▸ **Provided text**
● ● ● ●
1. **Scale and Zero Point:**
   - **Scale:** This is a factor used to map the floating-point range to the integer range. It determines the granularity of the quantized values.
   - **Zero Point:** This is the integer value that corresponds to the zero value in the floating-point range. It allows the representation of negative numbers when using unsigned integers.

2. **Quantization Formula:**
   $$
   Q_x = \text{round}\left(\frac{x}{\text{scale}} + \text{zero\_point}\right)
   $$
   Here, $( x )$ is the original floating-point value, $( Q_x )$ is the quantized integer value, and the `round` function rounds the result to the nearest integer.

3. **Dequantization Formula:**
   $$
   x = \text{scale} \times (Q_x - \text{zero\_point})
   $$
   This formula maps the quantized integer back to the original floating-point value.

### Symmetric Quantization

In symmetric quantization, the quantization range is symmetric around zero. This means that the range of positive and negative values is equal, and the zero point is typically zero. Symmetric quantization is simple and computationally efficient because the quantization and dequantization processes do not require adding a zero point.

- **Formula:**
  $$
  Q_x = \text{round}\left(\frac{x}{\text{scale}}\right)
  $$
  $$
  x = \text{scale} \times Q_x
  $$

- **Advantages:**
  - Easier to implement and understand.
  - Requires fewer calculations (no need for zero point adjustment).
  - Often sufficient for weights in neural networks where the distribution is roughly symmetric around zero.

- **Disadvantages:**
  - May not be efficient for data where the distribution is not symmetric around zero, potentially leading to a loss of precision.

### Asymmetric Quantization

In asymmetric quantization, the quantization range is not symmetric around zero. This allows for a better fit for data distributions that are skewed or do not center around zero. The zero point is a non-zero integer value, enabling the representation of both positive and negative ranges more effectively.

- **Formula:**
  $$
  Q_x = \text{round}\left(\frac{x}{\text{scale}} + \text{zero\_point}\right)
  $$
  $$
  x = \text{scale} \times (Q_x - \text{zero\_point})
  $$

- **Advantages:**
  - More flexible and can handle a wider range of data distributions.
● ● ● ●
▸ **Tasks to carry out**
1. Retype the quantization text from "- **Disadvantages:**" to "loss of precision.".
2. Based on the quantization text, answer yes or no to each statement and quote the words that decide it: (a) In symmetric quantization, the zero point is typically zero. (b) The round function rounds the result to the nearest integer. (c) In asymmetric quantization, the zero point is zero.
The lines that come next have nothing to do with the quantization text.
● ● ● ●
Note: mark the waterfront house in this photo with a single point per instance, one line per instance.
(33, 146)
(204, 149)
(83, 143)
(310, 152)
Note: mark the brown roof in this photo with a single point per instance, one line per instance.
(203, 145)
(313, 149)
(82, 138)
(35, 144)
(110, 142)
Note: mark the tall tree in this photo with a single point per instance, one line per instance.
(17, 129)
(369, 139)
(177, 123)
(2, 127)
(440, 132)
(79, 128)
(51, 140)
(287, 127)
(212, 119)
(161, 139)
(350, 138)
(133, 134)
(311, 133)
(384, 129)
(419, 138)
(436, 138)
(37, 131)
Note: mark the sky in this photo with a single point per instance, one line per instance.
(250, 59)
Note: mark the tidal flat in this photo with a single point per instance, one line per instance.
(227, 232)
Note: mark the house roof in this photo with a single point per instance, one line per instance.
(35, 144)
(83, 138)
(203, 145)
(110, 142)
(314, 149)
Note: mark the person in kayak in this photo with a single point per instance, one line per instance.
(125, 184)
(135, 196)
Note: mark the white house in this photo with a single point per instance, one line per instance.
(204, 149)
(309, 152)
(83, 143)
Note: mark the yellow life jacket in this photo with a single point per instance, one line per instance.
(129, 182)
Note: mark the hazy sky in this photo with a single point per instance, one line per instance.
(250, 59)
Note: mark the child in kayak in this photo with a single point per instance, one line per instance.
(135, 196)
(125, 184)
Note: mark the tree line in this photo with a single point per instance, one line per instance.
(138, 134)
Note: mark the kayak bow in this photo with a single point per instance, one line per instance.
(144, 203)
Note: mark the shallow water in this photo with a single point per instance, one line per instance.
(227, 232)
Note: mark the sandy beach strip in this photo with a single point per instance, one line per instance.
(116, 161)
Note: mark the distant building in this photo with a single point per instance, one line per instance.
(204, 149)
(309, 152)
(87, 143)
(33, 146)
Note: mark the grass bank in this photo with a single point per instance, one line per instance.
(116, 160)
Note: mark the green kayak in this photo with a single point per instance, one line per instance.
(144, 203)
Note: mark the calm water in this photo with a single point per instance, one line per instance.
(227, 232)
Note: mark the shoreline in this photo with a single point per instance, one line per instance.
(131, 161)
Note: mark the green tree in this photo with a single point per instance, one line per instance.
● ● ● ●
▸ **Responses to the tasks**
1.
- **Disadvantages:**
  - May not be efficient for data where the distribution is not symmetric around zero, potentially leading to a loss of precision.

2.
(a) Yes: "the zero point is typically zero"
(b) Yes: "the `round` function rounds the result to the nearest integer"
(c) No: "The zero point is a non-zero integer value"